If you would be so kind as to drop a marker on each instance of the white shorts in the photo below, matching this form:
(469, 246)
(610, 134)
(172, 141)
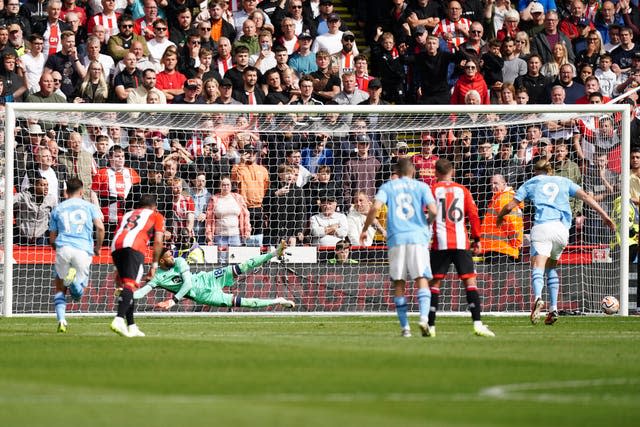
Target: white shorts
(67, 257)
(409, 262)
(549, 239)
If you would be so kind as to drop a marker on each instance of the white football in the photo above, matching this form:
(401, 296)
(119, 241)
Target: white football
(610, 305)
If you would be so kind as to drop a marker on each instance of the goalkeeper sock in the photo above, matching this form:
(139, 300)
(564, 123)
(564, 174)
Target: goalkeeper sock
(125, 300)
(424, 303)
(253, 302)
(473, 301)
(553, 284)
(253, 263)
(401, 309)
(435, 296)
(61, 305)
(130, 312)
(537, 282)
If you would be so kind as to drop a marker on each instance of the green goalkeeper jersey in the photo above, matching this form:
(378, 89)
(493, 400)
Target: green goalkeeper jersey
(180, 281)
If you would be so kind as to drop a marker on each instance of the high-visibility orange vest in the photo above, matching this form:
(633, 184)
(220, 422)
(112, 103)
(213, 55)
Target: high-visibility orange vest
(506, 239)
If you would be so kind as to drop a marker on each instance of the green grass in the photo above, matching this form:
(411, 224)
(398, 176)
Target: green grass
(327, 371)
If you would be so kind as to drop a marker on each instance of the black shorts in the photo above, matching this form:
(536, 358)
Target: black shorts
(129, 263)
(461, 259)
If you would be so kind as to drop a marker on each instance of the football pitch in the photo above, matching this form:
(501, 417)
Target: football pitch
(319, 371)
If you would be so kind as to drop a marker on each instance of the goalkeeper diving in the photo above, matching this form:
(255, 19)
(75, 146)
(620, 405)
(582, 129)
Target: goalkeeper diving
(206, 287)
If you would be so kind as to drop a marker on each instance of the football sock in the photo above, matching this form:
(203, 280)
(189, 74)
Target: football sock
(424, 302)
(401, 309)
(253, 263)
(125, 300)
(473, 301)
(435, 296)
(253, 302)
(130, 312)
(537, 282)
(553, 283)
(61, 305)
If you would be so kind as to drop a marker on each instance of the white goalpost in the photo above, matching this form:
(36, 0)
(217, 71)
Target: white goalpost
(356, 146)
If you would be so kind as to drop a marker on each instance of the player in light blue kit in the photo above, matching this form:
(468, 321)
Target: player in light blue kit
(71, 231)
(408, 237)
(550, 232)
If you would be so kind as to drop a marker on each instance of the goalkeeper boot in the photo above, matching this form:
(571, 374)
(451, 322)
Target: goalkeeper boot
(62, 327)
(535, 311)
(134, 331)
(552, 317)
(483, 330)
(426, 329)
(120, 327)
(285, 302)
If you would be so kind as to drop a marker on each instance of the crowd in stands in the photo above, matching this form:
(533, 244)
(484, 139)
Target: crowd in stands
(227, 182)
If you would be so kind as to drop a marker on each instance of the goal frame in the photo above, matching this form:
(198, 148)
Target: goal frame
(13, 108)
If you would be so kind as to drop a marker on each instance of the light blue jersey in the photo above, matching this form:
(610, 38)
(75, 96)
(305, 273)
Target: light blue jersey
(73, 221)
(550, 196)
(406, 199)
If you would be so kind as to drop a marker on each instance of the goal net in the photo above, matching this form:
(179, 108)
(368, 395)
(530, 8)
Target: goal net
(232, 181)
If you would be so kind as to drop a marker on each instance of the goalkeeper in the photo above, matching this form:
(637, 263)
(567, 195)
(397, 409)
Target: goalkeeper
(206, 287)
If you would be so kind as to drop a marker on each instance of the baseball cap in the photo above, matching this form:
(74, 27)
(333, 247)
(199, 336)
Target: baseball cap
(333, 17)
(191, 84)
(348, 34)
(305, 35)
(35, 130)
(375, 84)
(536, 8)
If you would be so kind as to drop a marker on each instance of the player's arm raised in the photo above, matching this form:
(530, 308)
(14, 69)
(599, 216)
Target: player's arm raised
(371, 216)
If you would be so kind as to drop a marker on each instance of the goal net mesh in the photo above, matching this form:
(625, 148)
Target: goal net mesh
(291, 171)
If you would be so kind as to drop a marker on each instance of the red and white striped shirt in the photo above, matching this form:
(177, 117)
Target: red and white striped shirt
(449, 27)
(455, 208)
(137, 228)
(109, 183)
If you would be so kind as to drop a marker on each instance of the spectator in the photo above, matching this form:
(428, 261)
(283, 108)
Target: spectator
(560, 57)
(79, 164)
(180, 29)
(67, 63)
(328, 227)
(285, 208)
(144, 26)
(120, 44)
(454, 29)
(342, 254)
(303, 60)
(114, 185)
(253, 182)
(360, 172)
(227, 219)
(387, 64)
(536, 84)
(170, 80)
(158, 45)
(470, 80)
(93, 54)
(47, 91)
(32, 210)
(356, 218)
(107, 18)
(93, 88)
::::
(Action item):
Please retype the data exactly. The pictures do not go in.

(Finished exercise):
If you would be so kind as to drop a marker on each instance of the white shorts in the photo below, matching this form:
(469, 246)
(610, 134)
(172, 141)
Target: white shorts
(67, 257)
(409, 262)
(549, 239)
If you would be so kind as to drop a marker on each instance of the white football in the photo above, matching this form:
(401, 296)
(119, 241)
Target: white football
(610, 305)
If you would be so kind as to drop a marker on each instance of the goalkeeper sock in the photo above, matching this form:
(139, 300)
(564, 123)
(564, 174)
Target: goalkeeper sock
(125, 300)
(424, 303)
(253, 302)
(473, 301)
(553, 284)
(253, 263)
(401, 309)
(435, 296)
(61, 305)
(130, 312)
(537, 282)
If you would be so kind as to drop a marker on each instance of the green goalkeeper jersey in the photo above, matching this form:
(378, 89)
(493, 400)
Target: green goalkeeper jersey
(180, 281)
If you would be so kind as to drop a marker on each instance of the high-visibility orange vest in the photo above, matching this form:
(633, 184)
(220, 422)
(112, 103)
(213, 55)
Target: high-visibility orange vest
(506, 239)
If you would be so kind as to drop a marker on each instance of the green grass in the photo above, matching this form:
(411, 224)
(398, 176)
Target: green grass
(327, 371)
If you would be so kind as to drop a marker on each instance of the black shorts in the photo above, matching this form:
(536, 358)
Target: black shorts
(129, 263)
(461, 259)
If you would be so kind as to drop a marker on each instance of the football pitch in the photo above, matching this form:
(501, 417)
Target: football pitch
(319, 371)
If you would be so kind as to drop a marker on each instance of the goalkeeper diving in the photo above, matching this form:
(255, 19)
(75, 146)
(620, 405)
(582, 129)
Target: goalkeeper diving
(206, 287)
If you would be so kind as to drop a marker on each instance of the football sock in the photo above, matching this form:
(203, 280)
(189, 74)
Target: football sock
(424, 302)
(401, 309)
(253, 263)
(125, 300)
(473, 301)
(435, 296)
(253, 302)
(130, 312)
(537, 282)
(553, 283)
(61, 305)
If you would be so kind as to drop a marker on each instance of the white goalpost in the photo above, matching this form:
(36, 0)
(217, 71)
Target: white goalpost
(356, 146)
If you would be so kind as to drop a marker on each instance of the player in light blue kit in the photo above, matching this form:
(468, 321)
Target: player in light blue kit
(71, 231)
(408, 237)
(550, 232)
If you would be so kind as to drop a marker on each instance of the goalkeeper boot in the photo above, matching this form:
(571, 374)
(451, 322)
Target: goalkeeper boot
(62, 327)
(535, 311)
(134, 331)
(552, 317)
(483, 330)
(426, 329)
(120, 327)
(285, 302)
If you would be so kind as to drop a marker on each instance of the crowd in stands in the photo above, matching this form:
(533, 244)
(484, 139)
Target: crowd in stands
(227, 182)
If you would be so kind as to drop a marker on each instance of the goal frame in the photo above, matching this form:
(198, 148)
Target: goal frame
(13, 108)
If you would be so kind as to drop a marker on each instance of the light blue jersey in the photo above, matching this form:
(610, 38)
(75, 96)
(305, 273)
Target: light blue jersey
(73, 221)
(550, 196)
(406, 199)
If you would be so kind as to drop a marker on each instance of the goal net in the photo above, matching this form:
(179, 108)
(368, 395)
(530, 8)
Target: goal net
(232, 181)
If you would be so kind as to drop a marker on each instance of the goalkeeper in the photo above, matching this form:
(637, 263)
(567, 195)
(397, 409)
Target: goalkeeper
(206, 287)
If you would be so kind as to drop a marker on each instance of the baseball cap in the photo above, matching this form:
(74, 27)
(333, 247)
(199, 336)
Target: baseball cap
(333, 17)
(191, 84)
(348, 34)
(305, 35)
(35, 130)
(375, 84)
(536, 8)
If you would be so kind as to drop a marker on each instance of the player's arm raised in the photo above, matching this form:
(530, 308)
(14, 69)
(599, 216)
Target: player's arm raised
(371, 216)
If you would be so kind as to drop a marker on each instance of the goal net mesh in the photo above, matching this form:
(625, 148)
Target: goal net mesh
(291, 171)
If you would be so kind as to drop a marker on each instance of the red and white striped shirt in the photo above, matching this form:
(177, 117)
Target: red and white striped shirt
(449, 27)
(455, 208)
(137, 228)
(109, 183)
If you would be so kind as to drop a marker on each instance of the spectator in the photo above, matching this form:
(428, 261)
(283, 108)
Target: spectator
(560, 57)
(79, 164)
(180, 29)
(67, 63)
(328, 227)
(285, 208)
(144, 26)
(120, 44)
(454, 29)
(342, 254)
(303, 60)
(114, 185)
(253, 182)
(360, 172)
(227, 219)
(387, 64)
(536, 84)
(170, 80)
(158, 45)
(470, 80)
(93, 54)
(47, 91)
(32, 210)
(356, 218)
(107, 18)
(93, 88)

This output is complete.